TASK TO COMPLETE:
Please copy out every one of the lines below word for word, leaving the pictures out of your answer.

(Data records)
* START *

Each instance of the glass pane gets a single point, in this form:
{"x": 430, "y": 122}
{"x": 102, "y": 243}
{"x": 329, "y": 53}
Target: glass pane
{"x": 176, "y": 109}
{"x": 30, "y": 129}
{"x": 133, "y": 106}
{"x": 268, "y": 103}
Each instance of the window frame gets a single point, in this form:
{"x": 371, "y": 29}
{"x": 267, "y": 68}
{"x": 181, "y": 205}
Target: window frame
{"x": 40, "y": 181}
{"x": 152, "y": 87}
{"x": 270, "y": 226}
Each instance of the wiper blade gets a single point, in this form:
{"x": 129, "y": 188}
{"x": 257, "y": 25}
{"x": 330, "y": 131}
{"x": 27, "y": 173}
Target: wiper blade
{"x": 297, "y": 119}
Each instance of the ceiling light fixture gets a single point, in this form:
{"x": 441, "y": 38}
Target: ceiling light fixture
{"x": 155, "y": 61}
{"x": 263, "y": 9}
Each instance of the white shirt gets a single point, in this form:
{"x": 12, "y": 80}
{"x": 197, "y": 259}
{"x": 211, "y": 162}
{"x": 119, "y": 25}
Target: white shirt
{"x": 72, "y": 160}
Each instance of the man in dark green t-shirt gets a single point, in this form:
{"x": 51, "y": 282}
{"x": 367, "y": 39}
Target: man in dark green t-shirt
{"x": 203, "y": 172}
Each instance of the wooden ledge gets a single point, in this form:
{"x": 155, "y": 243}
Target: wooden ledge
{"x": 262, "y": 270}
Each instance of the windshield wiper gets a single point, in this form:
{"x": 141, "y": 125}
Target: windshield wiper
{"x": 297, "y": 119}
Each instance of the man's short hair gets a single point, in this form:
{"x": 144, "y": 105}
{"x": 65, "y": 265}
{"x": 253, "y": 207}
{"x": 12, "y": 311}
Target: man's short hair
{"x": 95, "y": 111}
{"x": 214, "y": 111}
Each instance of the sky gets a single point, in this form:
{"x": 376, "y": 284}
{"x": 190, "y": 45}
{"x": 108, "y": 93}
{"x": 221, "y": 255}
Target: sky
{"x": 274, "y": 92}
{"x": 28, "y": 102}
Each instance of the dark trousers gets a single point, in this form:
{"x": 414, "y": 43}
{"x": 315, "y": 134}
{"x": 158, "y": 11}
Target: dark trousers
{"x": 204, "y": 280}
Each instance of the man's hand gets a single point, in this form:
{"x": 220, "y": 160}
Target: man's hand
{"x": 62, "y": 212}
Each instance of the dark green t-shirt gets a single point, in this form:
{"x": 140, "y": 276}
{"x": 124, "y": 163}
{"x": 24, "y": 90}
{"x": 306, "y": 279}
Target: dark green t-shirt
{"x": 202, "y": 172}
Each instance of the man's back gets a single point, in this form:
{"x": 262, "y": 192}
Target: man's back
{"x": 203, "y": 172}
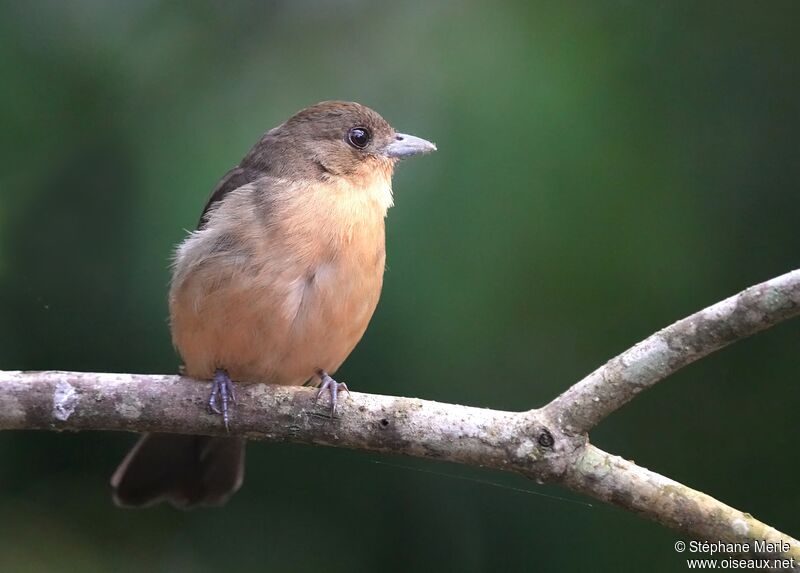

* END *

FULL OUTPUT:
Each instance of the glass pane gets a single point, in this form:
{"x": 430, "y": 122}
{"x": 102, "y": 243}
{"x": 329, "y": 53}
Target: glass pane
{"x": 176, "y": 109}
{"x": 30, "y": 129}
{"x": 133, "y": 106}
{"x": 268, "y": 103}
Each instance of the window frame gets a single point, in this form:
{"x": 371, "y": 29}
{"x": 267, "y": 68}
{"x": 181, "y": 205}
Target: window frame
{"x": 40, "y": 181}
{"x": 152, "y": 87}
{"x": 270, "y": 226}
Each instance of the wiper blade gets a single point, in this form:
{"x": 129, "y": 188}
{"x": 257, "y": 25}
{"x": 330, "y": 131}
{"x": 27, "y": 173}
Target: wiper blade
{"x": 297, "y": 119}
Each instance of the ceiling light fixture gets a single point, in this form:
{"x": 441, "y": 38}
Target: ceiling light fixture
{"x": 155, "y": 61}
{"x": 263, "y": 9}
Each instance of the white shirt gets a single point, in this form:
{"x": 12, "y": 80}
{"x": 197, "y": 259}
{"x": 211, "y": 162}
{"x": 119, "y": 25}
Target: white shirt
{"x": 72, "y": 160}
Each instance of the man in dark green t-shirt gets a single point, in this form:
{"x": 51, "y": 282}
{"x": 367, "y": 39}
Target: man in dark green t-shirt
{"x": 203, "y": 172}
Each instance of the wooden ledge gets a single point, in this form:
{"x": 155, "y": 243}
Target: wooden ledge
{"x": 262, "y": 270}
Each instance of the windshield wiper gets a single point, in this form:
{"x": 141, "y": 125}
Target: windshield wiper
{"x": 297, "y": 119}
Each instance of the man's short hair gets a single point, in this form:
{"x": 144, "y": 105}
{"x": 65, "y": 265}
{"x": 253, "y": 207}
{"x": 12, "y": 311}
Target: man's short hair
{"x": 95, "y": 111}
{"x": 214, "y": 111}
Each instance of the sky gets a single point, in this form:
{"x": 376, "y": 284}
{"x": 190, "y": 45}
{"x": 108, "y": 93}
{"x": 221, "y": 255}
Target: sky
{"x": 274, "y": 92}
{"x": 28, "y": 102}
Each instance of the dark trousers gets a single point, in this form:
{"x": 414, "y": 43}
{"x": 315, "y": 134}
{"x": 158, "y": 11}
Target: dark trousers
{"x": 204, "y": 280}
Each instance of the man's hand gets a single point, in this form:
{"x": 220, "y": 160}
Target: man's hand
{"x": 62, "y": 212}
Each instance of the dark green t-shirt gets a single point, in this form:
{"x": 140, "y": 276}
{"x": 124, "y": 163}
{"x": 24, "y": 90}
{"x": 306, "y": 279}
Target: dark green t-shirt
{"x": 202, "y": 172}
Each instance of the man's back gets a single point, in this form:
{"x": 262, "y": 192}
Target: man's back
{"x": 203, "y": 172}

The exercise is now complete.